EXTRACT PROVIDED:
◆ ◆ ◆ ◆ ◆ ◆ ◆

Paul Bickford/NNSL photo

The annual watch of the Hay River has begun in advance of spring break-up, which this year might be earlier than usual.

Ross Potter, the director of protective services with the Town of Hay River, took his first trip of the season up the river on April 10 to check out the ice conditions.

Potter said that first visual inspection found low water levels and ice cover that looks really weak.

“That’s a really good sign that the ice is starting to weaken and that the water levels are low throughout the watershed,” he said.

Potter travelled as far south as the Chinchaga River, a tributary of the Hay River north of High Level, and he saw ice all the way.

Based on that survey, he is “cautiously optimistic” about the coming break-up.

“So far, Mother Nature has been really nice to us and hopefully she continues that way,” he said.

Potter noted that break-up is normally over by May 8.

“At this point, I’m thinking it might be earlier,” he said. “We’ve had some really nice weather.”

Potter, who has been on the Hay River Fire Department since 1977, said he has seen break-ups in late April.

“We’ve had break-ups in April a number of times, actually,” he said.

That includes April 25 in 2011, April 27 in 1987 and 1988, and April 28 in 1992.

Potter said it is possible break-up might happen earlier than that this year.

“If it goes earlier than the 25th, that would be abnormal,” he said.

Overnight from April 11 to April 12, the ice started to move and there was open water at Paradise Valley and near the golf course.

Last week, Potter was setting up the Town of Hay River monitors – cameras and water-level gauges – at several locations on the river, including at Paradise Valley and the West Channel Bridge.

“We won’t be having the one at Pine Point Bridge due to the bridge construction this year,” he said, noting that site will be visually monitored.

Potter said the break-up might be similar to 2018.

“I’m hoping it’s going to be a melt-out like it was last year,” he said, noting there was no big push of ice down the river.

“From what I’m seeing right now for water levels and that type of thing, I’m not anticipating any great, big pushes,” he added. “But again, things could change.”

A possible change in the river conditions could be caused by a sudden cold snap or a lot of rain.

The last time there was heavy flooding on Vale Island during spring break-up was 2008, and there was a little bit of flooding in 2009 and 2010.

◆ ◆ ◆ ◆ ◆ ◆ ◆

Records from a collection:
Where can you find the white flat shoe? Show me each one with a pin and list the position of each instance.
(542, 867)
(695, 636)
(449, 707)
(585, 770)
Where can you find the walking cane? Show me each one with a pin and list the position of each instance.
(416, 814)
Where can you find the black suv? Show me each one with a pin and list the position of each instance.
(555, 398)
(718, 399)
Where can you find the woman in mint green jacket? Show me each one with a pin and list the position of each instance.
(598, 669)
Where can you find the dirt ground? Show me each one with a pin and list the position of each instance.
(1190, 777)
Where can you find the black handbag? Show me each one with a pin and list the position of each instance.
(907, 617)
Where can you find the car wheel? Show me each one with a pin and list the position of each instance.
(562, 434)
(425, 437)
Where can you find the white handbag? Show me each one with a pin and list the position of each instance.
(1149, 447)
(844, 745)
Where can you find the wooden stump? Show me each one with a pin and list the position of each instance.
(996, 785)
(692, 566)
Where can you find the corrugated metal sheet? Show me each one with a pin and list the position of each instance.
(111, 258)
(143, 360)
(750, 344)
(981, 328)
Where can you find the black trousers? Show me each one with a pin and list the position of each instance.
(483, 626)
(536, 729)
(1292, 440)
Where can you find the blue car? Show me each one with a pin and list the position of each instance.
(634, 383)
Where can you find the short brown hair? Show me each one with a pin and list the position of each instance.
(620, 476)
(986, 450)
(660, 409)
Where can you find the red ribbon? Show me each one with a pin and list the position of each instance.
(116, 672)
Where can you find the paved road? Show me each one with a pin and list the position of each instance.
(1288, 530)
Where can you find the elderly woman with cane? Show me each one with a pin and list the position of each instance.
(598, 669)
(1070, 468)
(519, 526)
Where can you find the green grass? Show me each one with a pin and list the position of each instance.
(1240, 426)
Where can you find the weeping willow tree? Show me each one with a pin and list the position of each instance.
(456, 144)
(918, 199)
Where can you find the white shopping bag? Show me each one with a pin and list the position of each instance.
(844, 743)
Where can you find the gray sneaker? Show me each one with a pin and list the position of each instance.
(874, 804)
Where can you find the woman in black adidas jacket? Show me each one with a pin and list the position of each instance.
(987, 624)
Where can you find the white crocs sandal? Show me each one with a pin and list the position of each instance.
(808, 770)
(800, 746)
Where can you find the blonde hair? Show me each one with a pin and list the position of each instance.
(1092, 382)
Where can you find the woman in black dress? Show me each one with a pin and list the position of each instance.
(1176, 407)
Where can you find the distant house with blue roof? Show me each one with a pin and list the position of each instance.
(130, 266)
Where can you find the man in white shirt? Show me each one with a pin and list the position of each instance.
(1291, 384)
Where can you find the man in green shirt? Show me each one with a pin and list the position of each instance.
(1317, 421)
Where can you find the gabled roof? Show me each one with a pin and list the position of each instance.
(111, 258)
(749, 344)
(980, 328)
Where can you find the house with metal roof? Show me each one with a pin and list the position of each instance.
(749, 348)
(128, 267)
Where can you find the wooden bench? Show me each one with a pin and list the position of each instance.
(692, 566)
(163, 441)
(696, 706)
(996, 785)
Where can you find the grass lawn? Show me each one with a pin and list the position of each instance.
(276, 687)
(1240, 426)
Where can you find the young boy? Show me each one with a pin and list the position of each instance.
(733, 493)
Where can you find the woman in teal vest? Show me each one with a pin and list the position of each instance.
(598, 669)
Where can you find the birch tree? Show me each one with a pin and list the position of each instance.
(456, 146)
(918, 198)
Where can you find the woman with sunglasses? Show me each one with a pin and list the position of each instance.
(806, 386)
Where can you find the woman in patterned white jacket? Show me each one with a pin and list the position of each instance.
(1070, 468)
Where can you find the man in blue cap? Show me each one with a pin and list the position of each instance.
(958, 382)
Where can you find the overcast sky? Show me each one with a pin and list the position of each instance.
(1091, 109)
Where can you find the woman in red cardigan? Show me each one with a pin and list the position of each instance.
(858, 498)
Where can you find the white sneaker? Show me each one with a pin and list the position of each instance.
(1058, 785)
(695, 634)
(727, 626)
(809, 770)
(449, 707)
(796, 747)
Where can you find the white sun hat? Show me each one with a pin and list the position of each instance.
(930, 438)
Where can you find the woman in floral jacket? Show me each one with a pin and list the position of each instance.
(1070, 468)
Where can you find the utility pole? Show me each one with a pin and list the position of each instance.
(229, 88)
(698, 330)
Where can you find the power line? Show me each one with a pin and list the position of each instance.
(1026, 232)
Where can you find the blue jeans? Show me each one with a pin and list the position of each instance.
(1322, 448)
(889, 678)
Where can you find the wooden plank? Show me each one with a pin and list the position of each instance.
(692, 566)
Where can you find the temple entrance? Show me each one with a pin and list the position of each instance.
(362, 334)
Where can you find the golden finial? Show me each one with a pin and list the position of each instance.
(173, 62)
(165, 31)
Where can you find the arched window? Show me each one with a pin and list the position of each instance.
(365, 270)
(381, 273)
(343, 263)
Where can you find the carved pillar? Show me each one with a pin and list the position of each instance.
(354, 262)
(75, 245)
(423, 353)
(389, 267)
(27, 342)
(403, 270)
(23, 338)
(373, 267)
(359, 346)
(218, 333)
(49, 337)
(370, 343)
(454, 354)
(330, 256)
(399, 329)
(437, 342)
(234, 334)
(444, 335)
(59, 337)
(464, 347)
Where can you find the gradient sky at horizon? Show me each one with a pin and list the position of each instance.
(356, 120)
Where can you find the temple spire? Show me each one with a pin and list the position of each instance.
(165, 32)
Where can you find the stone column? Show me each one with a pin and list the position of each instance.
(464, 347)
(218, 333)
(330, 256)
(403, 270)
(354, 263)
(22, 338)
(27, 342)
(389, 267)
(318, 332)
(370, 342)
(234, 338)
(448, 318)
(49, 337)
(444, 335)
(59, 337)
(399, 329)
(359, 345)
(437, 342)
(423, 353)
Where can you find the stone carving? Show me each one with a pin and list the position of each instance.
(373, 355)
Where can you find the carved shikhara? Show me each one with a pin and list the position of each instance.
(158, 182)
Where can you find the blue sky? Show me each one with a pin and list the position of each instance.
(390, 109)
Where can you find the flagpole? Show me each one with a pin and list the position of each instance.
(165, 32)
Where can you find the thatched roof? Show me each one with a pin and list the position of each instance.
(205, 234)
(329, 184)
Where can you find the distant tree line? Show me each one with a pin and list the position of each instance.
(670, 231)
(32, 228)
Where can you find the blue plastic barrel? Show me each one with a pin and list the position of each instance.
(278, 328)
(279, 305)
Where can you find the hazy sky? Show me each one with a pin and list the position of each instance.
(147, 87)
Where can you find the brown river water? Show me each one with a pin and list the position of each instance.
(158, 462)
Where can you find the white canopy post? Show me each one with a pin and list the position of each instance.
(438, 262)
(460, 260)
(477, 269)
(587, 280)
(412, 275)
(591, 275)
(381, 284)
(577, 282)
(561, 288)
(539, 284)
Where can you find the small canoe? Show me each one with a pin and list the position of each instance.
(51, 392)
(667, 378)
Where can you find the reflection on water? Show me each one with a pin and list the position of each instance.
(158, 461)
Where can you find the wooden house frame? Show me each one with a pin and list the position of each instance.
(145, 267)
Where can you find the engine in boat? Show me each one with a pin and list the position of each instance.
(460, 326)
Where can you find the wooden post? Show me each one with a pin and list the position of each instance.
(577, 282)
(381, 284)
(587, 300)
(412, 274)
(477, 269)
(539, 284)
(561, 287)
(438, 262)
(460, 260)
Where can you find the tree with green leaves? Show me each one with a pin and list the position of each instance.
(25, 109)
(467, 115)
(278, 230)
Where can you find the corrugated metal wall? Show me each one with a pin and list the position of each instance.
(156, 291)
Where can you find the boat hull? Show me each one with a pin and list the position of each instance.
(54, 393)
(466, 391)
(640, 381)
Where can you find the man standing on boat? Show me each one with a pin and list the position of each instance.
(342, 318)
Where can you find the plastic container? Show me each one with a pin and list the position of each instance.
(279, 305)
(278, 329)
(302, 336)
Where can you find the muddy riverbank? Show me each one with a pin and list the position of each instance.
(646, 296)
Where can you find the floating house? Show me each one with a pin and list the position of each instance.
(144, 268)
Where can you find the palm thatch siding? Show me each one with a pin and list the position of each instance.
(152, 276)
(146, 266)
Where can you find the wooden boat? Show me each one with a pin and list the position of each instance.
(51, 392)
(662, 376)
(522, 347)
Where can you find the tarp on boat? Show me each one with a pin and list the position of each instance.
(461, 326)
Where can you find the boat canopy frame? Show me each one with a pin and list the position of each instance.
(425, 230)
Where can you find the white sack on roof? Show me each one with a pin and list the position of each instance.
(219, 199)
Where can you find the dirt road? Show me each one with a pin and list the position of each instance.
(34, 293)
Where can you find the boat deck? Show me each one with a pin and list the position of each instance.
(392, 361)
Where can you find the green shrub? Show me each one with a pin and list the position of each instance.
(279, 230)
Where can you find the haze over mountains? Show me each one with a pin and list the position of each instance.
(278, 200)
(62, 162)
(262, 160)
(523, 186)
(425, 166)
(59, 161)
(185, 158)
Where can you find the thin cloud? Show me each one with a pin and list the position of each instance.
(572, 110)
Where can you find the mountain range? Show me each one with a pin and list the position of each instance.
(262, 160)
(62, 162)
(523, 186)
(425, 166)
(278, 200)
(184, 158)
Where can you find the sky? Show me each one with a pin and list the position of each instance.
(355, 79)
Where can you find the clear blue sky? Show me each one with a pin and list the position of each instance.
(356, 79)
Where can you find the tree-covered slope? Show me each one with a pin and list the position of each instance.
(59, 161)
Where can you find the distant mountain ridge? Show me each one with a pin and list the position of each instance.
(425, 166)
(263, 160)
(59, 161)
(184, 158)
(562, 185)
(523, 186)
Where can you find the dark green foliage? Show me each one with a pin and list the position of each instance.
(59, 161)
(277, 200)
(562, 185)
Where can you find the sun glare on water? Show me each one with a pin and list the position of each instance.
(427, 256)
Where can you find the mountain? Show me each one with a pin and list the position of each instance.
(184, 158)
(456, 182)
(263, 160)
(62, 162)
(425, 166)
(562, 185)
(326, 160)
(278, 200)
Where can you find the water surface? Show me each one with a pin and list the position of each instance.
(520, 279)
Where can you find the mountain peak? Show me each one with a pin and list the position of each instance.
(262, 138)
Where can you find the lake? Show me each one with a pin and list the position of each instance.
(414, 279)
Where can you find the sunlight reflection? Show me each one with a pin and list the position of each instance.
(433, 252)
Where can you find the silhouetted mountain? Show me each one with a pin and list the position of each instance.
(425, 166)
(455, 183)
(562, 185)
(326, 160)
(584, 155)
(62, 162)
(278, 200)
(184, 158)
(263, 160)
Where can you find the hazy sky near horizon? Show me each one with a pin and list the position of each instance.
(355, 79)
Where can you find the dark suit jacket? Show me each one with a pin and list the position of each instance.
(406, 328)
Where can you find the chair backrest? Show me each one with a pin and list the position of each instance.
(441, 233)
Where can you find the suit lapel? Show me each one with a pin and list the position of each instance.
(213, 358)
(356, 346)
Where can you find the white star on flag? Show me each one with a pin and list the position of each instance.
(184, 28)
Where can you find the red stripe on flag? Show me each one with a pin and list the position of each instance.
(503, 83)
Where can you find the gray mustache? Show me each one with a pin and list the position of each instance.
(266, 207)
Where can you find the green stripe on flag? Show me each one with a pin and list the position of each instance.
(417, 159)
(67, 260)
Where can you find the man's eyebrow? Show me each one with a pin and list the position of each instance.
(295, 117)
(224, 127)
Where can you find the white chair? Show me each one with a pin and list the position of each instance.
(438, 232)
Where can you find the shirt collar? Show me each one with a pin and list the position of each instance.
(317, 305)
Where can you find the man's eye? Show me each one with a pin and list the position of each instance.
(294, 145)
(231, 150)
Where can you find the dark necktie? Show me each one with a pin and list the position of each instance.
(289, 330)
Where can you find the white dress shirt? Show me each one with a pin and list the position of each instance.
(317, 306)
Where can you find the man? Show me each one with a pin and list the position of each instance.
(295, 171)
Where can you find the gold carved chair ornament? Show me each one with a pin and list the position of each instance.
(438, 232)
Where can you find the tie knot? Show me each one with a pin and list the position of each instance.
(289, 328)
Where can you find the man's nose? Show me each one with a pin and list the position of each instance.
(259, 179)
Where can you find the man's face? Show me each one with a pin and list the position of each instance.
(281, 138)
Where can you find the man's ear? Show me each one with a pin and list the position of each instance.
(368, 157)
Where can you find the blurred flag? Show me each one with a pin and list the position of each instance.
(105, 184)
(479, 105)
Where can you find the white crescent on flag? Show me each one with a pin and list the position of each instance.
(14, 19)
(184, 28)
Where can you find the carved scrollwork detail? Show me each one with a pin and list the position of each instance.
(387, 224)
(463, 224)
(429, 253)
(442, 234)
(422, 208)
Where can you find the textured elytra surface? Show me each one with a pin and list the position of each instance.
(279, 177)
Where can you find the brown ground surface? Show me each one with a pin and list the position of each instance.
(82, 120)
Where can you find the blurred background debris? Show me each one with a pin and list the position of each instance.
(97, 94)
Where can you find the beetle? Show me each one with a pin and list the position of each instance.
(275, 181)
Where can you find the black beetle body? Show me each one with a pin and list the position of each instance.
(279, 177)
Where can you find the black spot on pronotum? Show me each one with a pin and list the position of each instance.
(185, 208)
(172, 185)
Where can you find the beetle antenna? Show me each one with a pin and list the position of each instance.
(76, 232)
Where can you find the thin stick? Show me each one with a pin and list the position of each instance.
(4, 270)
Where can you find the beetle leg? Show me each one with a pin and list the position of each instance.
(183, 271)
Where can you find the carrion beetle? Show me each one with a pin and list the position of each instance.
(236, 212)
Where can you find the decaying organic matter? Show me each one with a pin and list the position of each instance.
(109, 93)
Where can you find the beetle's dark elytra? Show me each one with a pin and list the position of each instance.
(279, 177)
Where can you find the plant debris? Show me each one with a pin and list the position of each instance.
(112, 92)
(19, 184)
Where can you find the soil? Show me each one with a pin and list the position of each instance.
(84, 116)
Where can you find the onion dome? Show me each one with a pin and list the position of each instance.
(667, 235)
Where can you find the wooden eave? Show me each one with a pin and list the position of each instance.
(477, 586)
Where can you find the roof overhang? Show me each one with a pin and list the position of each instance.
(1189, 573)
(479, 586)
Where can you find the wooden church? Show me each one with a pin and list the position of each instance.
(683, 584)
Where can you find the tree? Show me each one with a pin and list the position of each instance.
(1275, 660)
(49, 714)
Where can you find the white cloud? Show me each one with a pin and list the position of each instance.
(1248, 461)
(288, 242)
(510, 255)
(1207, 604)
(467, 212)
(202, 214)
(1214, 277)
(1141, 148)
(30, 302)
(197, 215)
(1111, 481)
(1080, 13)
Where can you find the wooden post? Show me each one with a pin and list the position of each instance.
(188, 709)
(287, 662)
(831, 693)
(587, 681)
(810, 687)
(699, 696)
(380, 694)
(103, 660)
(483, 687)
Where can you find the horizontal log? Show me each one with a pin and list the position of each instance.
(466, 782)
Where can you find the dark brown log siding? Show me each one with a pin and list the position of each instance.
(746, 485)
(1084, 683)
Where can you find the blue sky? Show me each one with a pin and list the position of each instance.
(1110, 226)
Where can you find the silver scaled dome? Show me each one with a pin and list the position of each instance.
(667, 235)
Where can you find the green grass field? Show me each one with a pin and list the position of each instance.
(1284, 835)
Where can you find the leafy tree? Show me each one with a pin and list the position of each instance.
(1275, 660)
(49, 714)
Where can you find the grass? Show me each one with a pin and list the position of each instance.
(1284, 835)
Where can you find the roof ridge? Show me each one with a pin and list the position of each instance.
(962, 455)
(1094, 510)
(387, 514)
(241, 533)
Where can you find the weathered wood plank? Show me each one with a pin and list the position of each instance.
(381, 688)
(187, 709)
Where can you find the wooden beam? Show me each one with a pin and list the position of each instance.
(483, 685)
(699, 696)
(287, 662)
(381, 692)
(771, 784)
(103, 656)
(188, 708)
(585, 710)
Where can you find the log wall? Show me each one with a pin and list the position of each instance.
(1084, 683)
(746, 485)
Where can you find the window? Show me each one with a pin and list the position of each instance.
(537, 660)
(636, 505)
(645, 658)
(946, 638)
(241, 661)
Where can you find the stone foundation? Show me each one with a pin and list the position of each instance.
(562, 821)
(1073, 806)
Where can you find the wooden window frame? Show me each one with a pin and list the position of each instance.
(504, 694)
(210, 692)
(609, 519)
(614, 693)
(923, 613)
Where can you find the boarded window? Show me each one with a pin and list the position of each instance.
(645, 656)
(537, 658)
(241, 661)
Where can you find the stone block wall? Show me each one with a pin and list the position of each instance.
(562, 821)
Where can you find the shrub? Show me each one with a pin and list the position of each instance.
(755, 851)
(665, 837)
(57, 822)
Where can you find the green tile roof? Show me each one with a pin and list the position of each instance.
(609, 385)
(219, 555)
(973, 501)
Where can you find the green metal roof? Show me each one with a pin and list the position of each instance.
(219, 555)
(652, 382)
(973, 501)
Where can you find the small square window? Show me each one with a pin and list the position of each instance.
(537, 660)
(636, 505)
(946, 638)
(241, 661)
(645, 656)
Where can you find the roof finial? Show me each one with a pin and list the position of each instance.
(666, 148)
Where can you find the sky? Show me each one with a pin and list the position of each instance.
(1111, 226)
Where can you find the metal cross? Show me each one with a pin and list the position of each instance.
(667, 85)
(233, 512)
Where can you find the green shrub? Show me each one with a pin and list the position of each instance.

◆ ◆ ◆ ◆ ◆ ◆ ◆

GOAL 1: From the article on the Hay River ice break-up, reproduce word for word the passage starting with "Potter, who has" and going on through "that this year.".
GOAL 2: Locate every line of the records that contains the string "hazy", treating case as significant, and copy each such line.

EXERCISE RESULT 1:
Potter, who has been on the Hay River Fire Department since 1977, said he has seen break-ups in late April.

“We’ve had break-ups in April a number of times, actually,” he said.

That includes April 25 in 2011, April 27 in 1987 and 1988, and April 28 in 1992.

Potter said it is possible break-up might happen earlier than that this year.

EXERCISE RESULT 2:
Where can you find the hazy sky? Show me each one with a pin and list the position of each instance.
Where can you find the hazy sky near horizon? Show me each one with a pin and list the position of each instance.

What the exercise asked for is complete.